Set exercise:
Your task is to output the data exactly as it stands.

[Records from a data source]
--- Begin ---

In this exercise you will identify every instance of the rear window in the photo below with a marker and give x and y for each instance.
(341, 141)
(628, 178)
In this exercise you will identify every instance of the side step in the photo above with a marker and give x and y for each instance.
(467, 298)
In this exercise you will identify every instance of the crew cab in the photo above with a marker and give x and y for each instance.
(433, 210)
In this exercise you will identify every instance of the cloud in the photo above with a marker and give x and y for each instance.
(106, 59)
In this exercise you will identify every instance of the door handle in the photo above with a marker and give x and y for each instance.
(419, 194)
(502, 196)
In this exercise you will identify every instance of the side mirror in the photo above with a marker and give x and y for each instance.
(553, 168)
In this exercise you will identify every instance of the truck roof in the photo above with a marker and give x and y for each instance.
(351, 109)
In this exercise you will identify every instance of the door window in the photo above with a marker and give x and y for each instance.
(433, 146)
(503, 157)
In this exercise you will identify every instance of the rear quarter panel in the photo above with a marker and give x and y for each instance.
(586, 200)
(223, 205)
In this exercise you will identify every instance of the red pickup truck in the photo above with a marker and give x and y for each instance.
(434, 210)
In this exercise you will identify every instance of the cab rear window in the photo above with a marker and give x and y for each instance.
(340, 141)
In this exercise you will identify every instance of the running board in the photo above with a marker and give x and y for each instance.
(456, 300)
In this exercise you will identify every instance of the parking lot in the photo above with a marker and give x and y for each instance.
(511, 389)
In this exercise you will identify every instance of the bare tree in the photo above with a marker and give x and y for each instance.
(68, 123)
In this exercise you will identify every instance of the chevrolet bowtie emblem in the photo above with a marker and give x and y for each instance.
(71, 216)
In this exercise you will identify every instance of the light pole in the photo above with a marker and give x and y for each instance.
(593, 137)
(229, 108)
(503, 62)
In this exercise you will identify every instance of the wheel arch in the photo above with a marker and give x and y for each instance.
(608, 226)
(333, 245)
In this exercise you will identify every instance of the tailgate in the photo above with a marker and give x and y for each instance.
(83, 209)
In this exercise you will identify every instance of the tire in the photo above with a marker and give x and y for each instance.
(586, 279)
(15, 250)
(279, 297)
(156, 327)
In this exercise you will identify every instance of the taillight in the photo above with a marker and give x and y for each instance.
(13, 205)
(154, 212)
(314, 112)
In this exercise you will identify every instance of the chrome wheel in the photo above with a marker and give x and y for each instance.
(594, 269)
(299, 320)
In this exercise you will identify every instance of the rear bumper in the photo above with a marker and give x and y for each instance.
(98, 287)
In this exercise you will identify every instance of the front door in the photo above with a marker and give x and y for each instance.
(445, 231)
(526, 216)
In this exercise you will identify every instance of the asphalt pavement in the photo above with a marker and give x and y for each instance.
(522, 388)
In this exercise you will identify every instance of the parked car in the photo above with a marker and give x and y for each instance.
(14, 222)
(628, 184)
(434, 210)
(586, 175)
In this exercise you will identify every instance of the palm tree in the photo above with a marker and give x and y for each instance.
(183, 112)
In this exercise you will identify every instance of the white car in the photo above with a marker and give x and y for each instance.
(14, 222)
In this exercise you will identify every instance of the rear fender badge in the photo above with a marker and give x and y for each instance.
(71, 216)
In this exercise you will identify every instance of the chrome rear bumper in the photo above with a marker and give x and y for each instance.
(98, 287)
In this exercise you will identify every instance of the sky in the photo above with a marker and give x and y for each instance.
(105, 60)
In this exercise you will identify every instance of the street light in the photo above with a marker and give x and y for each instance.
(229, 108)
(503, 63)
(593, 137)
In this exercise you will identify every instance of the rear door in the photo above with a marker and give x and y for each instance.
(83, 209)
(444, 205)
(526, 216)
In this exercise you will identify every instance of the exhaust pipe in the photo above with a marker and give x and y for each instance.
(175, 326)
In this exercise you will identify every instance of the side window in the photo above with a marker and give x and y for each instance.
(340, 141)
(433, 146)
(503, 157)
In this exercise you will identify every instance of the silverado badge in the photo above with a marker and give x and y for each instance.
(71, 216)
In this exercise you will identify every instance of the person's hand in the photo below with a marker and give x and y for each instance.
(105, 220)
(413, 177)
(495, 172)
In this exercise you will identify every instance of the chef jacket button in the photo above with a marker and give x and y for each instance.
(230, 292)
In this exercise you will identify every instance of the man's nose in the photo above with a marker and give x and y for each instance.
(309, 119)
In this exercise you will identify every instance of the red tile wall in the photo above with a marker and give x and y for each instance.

--- End ---

Written response:
In this exercise you will identify every instance of the rear window in the photo below with a marker and give x and y for each instance.
(341, 141)
(628, 178)
In this exercise you will identify every instance of the side step in the photo above with a marker and give x and y for each instance.
(467, 298)
In this exercise you will identify every instance of the crew cab in the photo above with a marker and give x and y for each instance.
(433, 210)
In this exercise you will identify every instance of the cloud in the photo above with a marker and give x and y for each instance.
(106, 59)
In this exercise you will identify every instance of the door handle in the photo above with a marker and give x and y for each instance.
(419, 194)
(502, 196)
In this exercise you will identify every instance of the side mirror in the photo above with a marker and give x and y for each instance.
(553, 168)
In this exercise you will identify every instance of the truck roof in the photo above with a marker and give x and y for each instance.
(351, 109)
In this exercise you will identify every instance of the door window in the photo above with a marker and give x and y for each instance.
(433, 146)
(503, 157)
In this exercise you will identify every instance of the rear quarter panel in the photo above with a marker and give x and y for each instance.
(586, 200)
(223, 205)
In this exercise you will identify every instance of the red pickup truck in the photo above with a marker and give x and y for each instance.
(434, 210)
In this exercise you will identify every instance of the cab rear window in the photo above with a marker and give x and y for each instance.
(340, 141)
In this exercise you will identify every instance of the running board in the photo above with a marker and give x and y for each instance.
(456, 300)
In this exercise you will identify every instance of the parking lot in the photo above with a marker and give x and y for each instance.
(511, 389)
In this exercise you will identify every instance of the bare tree in the photo above with a marker and give x and y for each instance.
(68, 123)
In this exercise you will identify every instance of the chevrolet bowtie emblem in the photo above with a marker and give x and y for each instance.
(71, 216)
In this exercise you will identify every instance of the light pole in the photo above with a marker and give x and y for each instance.
(593, 137)
(229, 108)
(503, 62)
In this exercise you will identify every instance of the wheel arch in the photo above with a marker and give x and y for each instance.
(608, 226)
(333, 245)
In this exercise you will identify every instance of the tailgate in the photo above with a marker and give x and y for each instance.
(83, 209)
In this exercise you will identify every instance of the tire in the photo above with a marker and give x and y for each instance.
(586, 279)
(15, 250)
(279, 297)
(156, 327)
In this exercise you will identify every instance of the taillight in the photo above with a marker and give x and y for each instance.
(13, 205)
(154, 212)
(314, 112)
In this exercise you will identify every instance of the chrome wheel in the photo above with a marker and give x and y for each instance.
(594, 269)
(299, 320)
In this exercise you will identify every instance of the rear bumper in the photo above with a marker and give x and y for each instance.
(98, 287)
In this exercise you will identify every instance of the front door in the photo above with a marker and give x and y for each instance.
(445, 231)
(526, 216)
In this exercise you will identify every instance of the asphalt pavement in the photo above with a marker and give x and y for each instance.
(522, 388)
In this exercise you will identify every instance of the parked car in the photo above with a marker and give x and y for each instance.
(14, 222)
(628, 184)
(434, 210)
(586, 175)
In this exercise you will identify every instance of the palm tree in the photo above with a marker and give x and y for each instance.
(183, 112)
In this exercise you will identify every instance of the white car in the photo above with a marker and give x and y for each instance.
(14, 222)
In this exercise you will identify every instance of the rear fender badge in the photo above with a marker and give x and y for each instance.
(71, 216)
In this exercise you will identify every instance of the chrome rear bumper in the photo above with a marker and give x and y for each instance.
(98, 287)
In this exercise you will identify every instance of the sky in the photo above with a marker and give x and y for each instance.
(105, 60)
In this exercise you will identify every instance of the street light in the photo above with a marker and give x and y for each instance.
(229, 108)
(503, 63)
(593, 137)
In this exercise you will identify every instance of the rear door in the photo above with a marker and give x and y for each instance.
(83, 209)
(444, 205)
(526, 216)
In this exercise you will identify every instance of the exhaust pipe in the photo above with a marker and give x and y for each instance.
(175, 326)
In this exercise you will identify every instance of the side window in the photo above with a marker and give x and y for each instance.
(340, 141)
(433, 146)
(503, 157)
In this exercise you will identify every instance of the silverado badge in the photo above with a marker and give x and y for each instance.
(71, 216)
In this exercise you will identify every instance of the person's hand in the photo below with a marker and give x and y for each instance.
(105, 220)
(413, 177)
(495, 172)
In this exercise you will identify every instance of the chef jacket button in the photo above with a marker and give x and y for each instance.
(230, 292)
In this exercise you will identify every instance of the man's nose in the photo above with a marker and give x and y for each instance.
(309, 119)
In this exercise you will identify every instance of the red tile wall in the photo above with a marker and give x and y for each instance.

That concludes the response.